REQUIRED WORK:
Print the article on Senator O'Scanlon and cannabis legalization from "NJ Senator Declan" to "O’Scanlon’s a NO vote.", word for word.

===== PASSAGE FOR REVIEW =====

NJ Senator Declan O’Scanlon (R-Little Silver, Monmouth) wants voters to decide if should legalize recreational cannabis. If a bill recreational cannbis comes up, in lame-duck, O’Scanlon’s a NO vote.
“There’s legitimate value to be gained by waiting,” Sen O’Scanlon told InsiderNJ. “We’ll have a lot more info from other states and that’ll make a compelling (referendum) debate in November of 2020.”
To get a referendum on the ballot in NJ, the legislature has to vote on it. If there’s a supermajority, the question goes straight to the ballot. Otherwise the measure must pass with a majority twice and in consecutive sessions. To meet O’Scanlon’s Nov 2020 timetable, this would need to happen ASAP during the nascent lame-duck session.
Ok so what about the 30,000 cannabis arrests in NJ every year?
“We need to move forward with decriminalization immediately,” O’Scanlon told InsiderNJ. “Expungements would need to be part of of the discussion.”
His message for legalization purists?
“The voters aren’t there,” he told InsiderNJ. “We haven’t even seen a draft of the bill!”
Senator O’Scanlon released the following statement:
“It’s time to end the mixed message being sent to the public, the industry, law enforcement and both opponents and supporters of marijuana legalization. We should abandon efforts to move legalization legislation during the lame duck session and firmly commit to sending the question to voters. To be clear, I will be a firm vote against any form of legalization legislation until and unless voters have voted in favor of legalization.”

===== EXTRACTED DATA =====

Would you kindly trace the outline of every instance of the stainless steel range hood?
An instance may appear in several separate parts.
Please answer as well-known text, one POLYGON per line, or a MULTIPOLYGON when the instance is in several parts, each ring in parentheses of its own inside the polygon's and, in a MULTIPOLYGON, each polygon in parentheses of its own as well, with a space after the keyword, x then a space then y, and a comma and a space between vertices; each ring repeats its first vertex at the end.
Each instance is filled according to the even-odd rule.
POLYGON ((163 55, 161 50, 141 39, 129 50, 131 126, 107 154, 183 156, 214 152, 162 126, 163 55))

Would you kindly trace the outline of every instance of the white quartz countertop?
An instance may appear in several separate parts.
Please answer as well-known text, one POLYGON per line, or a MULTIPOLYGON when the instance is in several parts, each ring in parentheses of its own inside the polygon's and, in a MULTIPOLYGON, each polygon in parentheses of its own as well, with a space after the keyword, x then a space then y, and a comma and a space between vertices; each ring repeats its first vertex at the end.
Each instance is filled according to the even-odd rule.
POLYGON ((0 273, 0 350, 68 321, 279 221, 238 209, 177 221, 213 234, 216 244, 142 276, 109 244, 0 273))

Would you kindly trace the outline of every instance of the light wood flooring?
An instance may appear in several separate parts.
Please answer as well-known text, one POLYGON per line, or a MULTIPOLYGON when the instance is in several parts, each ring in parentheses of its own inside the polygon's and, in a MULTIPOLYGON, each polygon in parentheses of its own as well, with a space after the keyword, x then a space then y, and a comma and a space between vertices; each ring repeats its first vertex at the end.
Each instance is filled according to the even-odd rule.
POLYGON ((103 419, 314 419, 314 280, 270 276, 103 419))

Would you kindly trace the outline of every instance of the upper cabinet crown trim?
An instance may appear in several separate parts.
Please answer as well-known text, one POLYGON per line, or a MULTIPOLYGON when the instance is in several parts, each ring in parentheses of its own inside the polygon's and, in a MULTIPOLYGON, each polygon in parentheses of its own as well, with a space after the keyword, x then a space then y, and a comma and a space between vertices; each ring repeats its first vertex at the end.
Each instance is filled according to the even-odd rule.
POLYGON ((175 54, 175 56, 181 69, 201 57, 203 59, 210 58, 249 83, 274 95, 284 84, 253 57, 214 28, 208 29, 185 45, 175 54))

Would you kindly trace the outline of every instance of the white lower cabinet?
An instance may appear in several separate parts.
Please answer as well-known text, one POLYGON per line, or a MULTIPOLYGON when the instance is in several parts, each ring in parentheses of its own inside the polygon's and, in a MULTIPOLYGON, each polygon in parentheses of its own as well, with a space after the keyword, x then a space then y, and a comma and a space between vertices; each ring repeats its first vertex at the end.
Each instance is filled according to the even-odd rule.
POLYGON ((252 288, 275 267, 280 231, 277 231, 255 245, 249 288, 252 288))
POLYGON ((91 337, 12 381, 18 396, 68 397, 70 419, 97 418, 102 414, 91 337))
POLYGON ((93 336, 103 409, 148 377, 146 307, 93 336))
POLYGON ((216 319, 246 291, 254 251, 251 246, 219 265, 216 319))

=====

ANSWER BOX:
NJ Senator Declan O’Scanlon (R-Little Silver, Monmouth) wants voters to decide if should legalize recreational cannabis. If a bill recreational cannbis comes up, in lame-duck, O’Scanlon’s a NO vote.